Short problem: Rewrite only the stretch of the listing from its first line through the line containing "[337,586,375,655]" as a numbered list, leaving out blank lines.

============================================================

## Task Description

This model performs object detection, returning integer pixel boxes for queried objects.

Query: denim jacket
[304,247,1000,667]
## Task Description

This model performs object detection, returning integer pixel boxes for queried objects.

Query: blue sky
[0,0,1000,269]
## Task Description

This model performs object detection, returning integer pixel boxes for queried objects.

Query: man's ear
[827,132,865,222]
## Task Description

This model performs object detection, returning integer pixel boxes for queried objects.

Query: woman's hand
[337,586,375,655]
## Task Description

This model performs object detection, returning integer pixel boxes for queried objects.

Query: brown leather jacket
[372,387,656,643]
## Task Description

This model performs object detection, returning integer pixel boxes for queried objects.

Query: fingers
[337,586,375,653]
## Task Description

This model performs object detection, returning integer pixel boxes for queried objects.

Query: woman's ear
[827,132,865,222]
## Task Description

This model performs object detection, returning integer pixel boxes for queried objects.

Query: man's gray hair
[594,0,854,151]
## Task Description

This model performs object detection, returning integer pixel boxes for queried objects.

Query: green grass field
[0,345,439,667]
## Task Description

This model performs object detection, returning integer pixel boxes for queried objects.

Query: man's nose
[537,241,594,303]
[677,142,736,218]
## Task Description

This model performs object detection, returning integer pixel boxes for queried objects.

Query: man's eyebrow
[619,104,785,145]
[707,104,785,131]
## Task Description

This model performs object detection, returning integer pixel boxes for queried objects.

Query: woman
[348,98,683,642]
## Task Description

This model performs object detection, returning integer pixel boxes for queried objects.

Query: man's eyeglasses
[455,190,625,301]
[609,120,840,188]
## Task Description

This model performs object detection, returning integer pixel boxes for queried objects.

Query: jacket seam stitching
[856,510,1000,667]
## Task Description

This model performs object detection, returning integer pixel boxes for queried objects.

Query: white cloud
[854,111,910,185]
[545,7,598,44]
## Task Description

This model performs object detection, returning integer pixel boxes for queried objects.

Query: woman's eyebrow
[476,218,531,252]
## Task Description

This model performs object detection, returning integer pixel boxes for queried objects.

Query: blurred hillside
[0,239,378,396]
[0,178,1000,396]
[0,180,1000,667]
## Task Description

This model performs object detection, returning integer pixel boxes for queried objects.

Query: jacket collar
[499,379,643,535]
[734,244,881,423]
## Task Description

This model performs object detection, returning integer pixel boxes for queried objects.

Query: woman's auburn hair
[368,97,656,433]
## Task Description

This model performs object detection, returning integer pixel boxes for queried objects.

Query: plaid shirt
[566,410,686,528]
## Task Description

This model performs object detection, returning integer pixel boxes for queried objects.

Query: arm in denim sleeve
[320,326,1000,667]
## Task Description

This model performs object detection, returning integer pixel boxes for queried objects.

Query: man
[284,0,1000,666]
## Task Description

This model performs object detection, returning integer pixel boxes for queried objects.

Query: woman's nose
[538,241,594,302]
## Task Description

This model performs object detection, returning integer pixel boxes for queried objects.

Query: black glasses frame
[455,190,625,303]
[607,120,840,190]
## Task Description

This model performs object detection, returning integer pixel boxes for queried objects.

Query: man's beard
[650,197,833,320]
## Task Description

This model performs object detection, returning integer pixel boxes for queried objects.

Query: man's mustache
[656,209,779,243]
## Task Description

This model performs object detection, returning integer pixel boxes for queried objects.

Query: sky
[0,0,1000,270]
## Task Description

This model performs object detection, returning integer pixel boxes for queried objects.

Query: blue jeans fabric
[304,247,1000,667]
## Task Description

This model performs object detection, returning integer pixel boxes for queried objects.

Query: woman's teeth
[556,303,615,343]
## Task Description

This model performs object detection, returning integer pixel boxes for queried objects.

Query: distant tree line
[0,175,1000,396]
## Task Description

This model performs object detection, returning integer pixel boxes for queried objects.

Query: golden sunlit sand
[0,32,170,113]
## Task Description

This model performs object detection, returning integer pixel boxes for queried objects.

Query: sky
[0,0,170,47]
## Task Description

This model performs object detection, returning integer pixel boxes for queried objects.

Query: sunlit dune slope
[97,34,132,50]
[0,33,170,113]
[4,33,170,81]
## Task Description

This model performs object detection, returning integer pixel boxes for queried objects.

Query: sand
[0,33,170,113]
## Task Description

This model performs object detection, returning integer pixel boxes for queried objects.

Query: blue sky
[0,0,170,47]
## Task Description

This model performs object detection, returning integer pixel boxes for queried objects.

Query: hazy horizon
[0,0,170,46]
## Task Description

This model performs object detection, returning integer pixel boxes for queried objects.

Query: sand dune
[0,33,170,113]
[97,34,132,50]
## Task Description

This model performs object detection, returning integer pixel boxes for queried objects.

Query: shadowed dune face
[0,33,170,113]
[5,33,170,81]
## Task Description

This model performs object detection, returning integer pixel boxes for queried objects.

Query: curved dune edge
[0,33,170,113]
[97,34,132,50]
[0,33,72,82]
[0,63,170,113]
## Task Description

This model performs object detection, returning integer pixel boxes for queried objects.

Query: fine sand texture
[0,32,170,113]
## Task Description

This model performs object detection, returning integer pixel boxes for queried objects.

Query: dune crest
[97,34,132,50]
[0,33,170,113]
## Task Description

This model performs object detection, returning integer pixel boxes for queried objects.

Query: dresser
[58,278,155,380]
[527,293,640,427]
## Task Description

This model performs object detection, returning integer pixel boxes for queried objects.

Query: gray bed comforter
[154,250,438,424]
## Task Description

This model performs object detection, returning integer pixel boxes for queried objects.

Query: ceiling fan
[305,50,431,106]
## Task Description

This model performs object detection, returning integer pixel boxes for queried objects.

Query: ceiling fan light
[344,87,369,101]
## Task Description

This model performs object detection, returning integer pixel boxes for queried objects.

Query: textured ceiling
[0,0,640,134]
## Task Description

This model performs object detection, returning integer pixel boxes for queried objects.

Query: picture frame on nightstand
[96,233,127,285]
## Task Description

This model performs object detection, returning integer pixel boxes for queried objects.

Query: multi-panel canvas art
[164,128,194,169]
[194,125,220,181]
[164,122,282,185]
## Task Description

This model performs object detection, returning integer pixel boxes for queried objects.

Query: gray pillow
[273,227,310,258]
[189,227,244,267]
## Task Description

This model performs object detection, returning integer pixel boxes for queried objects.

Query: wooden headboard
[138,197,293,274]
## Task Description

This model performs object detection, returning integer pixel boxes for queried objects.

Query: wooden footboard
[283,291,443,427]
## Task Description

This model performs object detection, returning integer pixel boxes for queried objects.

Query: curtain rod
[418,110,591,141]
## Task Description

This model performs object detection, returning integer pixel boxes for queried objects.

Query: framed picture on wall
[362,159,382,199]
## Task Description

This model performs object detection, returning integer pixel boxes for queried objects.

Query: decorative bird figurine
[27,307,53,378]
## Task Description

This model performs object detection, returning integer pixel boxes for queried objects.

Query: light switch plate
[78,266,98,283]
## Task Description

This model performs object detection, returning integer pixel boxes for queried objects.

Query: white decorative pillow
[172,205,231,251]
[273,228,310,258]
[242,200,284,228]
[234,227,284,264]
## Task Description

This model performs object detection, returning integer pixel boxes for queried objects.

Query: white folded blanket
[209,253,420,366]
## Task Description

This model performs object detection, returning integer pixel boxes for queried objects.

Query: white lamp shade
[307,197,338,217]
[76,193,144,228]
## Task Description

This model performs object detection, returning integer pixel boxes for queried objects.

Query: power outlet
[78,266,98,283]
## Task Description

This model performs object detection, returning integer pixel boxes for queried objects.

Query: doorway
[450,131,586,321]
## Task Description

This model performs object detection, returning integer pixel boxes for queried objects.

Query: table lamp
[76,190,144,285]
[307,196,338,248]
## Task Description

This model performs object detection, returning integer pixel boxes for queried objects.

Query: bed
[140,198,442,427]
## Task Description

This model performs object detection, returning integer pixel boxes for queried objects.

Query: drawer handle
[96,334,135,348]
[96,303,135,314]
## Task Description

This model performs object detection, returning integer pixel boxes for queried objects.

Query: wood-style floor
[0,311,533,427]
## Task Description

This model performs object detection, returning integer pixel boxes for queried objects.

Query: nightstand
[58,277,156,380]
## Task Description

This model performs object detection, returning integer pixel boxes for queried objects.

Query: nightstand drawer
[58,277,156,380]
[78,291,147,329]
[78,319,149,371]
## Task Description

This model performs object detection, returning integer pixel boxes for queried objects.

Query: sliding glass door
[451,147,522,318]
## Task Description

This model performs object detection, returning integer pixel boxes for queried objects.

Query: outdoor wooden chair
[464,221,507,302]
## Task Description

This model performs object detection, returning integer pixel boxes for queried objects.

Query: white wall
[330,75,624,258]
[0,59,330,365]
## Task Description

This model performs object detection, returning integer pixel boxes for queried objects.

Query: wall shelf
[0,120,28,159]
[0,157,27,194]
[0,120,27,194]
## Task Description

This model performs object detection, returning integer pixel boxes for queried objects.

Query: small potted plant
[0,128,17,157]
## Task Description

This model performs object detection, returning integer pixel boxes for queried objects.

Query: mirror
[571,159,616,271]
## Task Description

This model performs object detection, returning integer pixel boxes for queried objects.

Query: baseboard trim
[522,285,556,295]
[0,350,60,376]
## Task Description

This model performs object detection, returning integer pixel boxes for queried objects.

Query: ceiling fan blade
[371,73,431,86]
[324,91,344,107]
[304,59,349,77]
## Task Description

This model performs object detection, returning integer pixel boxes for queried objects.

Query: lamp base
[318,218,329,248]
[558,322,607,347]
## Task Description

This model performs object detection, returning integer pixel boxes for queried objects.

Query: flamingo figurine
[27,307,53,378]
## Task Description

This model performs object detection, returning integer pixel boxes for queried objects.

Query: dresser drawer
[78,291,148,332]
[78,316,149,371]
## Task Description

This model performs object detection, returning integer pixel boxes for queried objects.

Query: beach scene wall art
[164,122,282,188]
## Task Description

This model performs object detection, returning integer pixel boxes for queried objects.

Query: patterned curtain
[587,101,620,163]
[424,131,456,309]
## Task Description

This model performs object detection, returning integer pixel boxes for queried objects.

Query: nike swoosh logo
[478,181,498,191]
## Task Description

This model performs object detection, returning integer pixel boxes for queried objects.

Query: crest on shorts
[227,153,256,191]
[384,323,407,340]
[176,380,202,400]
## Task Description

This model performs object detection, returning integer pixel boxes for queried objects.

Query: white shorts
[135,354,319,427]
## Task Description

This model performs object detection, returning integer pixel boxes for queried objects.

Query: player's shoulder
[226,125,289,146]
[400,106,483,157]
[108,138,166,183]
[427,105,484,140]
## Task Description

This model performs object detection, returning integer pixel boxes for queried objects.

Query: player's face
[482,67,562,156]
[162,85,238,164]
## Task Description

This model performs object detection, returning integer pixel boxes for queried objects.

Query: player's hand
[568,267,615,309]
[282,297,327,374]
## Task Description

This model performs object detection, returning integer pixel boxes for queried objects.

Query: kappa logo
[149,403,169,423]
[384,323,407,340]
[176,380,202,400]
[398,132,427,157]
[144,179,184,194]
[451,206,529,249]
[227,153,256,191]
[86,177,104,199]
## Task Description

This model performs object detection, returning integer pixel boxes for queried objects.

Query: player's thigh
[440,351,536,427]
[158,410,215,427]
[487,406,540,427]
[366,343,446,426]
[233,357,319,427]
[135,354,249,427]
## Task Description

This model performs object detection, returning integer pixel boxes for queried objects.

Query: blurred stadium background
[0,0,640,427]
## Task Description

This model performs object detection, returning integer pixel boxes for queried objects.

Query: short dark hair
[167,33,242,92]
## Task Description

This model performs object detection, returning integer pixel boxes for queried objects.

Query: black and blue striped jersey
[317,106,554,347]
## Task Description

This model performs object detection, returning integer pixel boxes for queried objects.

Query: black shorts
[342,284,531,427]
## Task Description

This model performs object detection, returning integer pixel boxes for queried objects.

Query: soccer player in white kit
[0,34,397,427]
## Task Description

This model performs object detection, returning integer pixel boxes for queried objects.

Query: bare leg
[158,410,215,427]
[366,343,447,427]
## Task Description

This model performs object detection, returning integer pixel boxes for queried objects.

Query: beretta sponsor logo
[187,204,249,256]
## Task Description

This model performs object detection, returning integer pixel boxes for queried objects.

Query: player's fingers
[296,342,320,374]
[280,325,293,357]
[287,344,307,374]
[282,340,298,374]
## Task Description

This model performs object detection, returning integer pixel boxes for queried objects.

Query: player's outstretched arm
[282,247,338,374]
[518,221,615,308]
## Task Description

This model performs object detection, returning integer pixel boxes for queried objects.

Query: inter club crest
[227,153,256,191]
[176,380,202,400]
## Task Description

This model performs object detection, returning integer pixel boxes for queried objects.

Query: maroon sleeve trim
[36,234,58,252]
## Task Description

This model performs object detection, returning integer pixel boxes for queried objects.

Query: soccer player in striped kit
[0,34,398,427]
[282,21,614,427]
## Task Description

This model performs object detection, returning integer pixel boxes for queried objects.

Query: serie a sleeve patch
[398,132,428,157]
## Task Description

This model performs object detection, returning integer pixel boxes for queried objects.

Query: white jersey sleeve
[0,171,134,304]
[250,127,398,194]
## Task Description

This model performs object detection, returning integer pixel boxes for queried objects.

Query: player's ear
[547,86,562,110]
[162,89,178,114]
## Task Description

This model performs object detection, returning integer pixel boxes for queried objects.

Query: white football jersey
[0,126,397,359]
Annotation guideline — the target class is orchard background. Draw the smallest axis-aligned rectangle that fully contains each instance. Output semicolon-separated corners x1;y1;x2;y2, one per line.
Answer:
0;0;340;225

============================================================

Task output:
1. ## Task Description
2. This model performs object detection, returning integer pixel boxes for queried objects.
3. Query: denim jacket
4. [304,247,1000,667]
5. ## Task Description
6. This model performs object detection, returning integer pixel boxes for queried objects.
7. Query: blue sky
8. [0,0,1000,269]
9. ## Task Description
10. This model performs object detection, returning integer pixel boxes for queried objects.
11. Query: man's ear
12. [827,132,865,222]
13. ## Task Description
14. This model performs object detection, returning integer pixel boxes for queried objects.
15. Query: woman's hand
16. [337,586,375,655]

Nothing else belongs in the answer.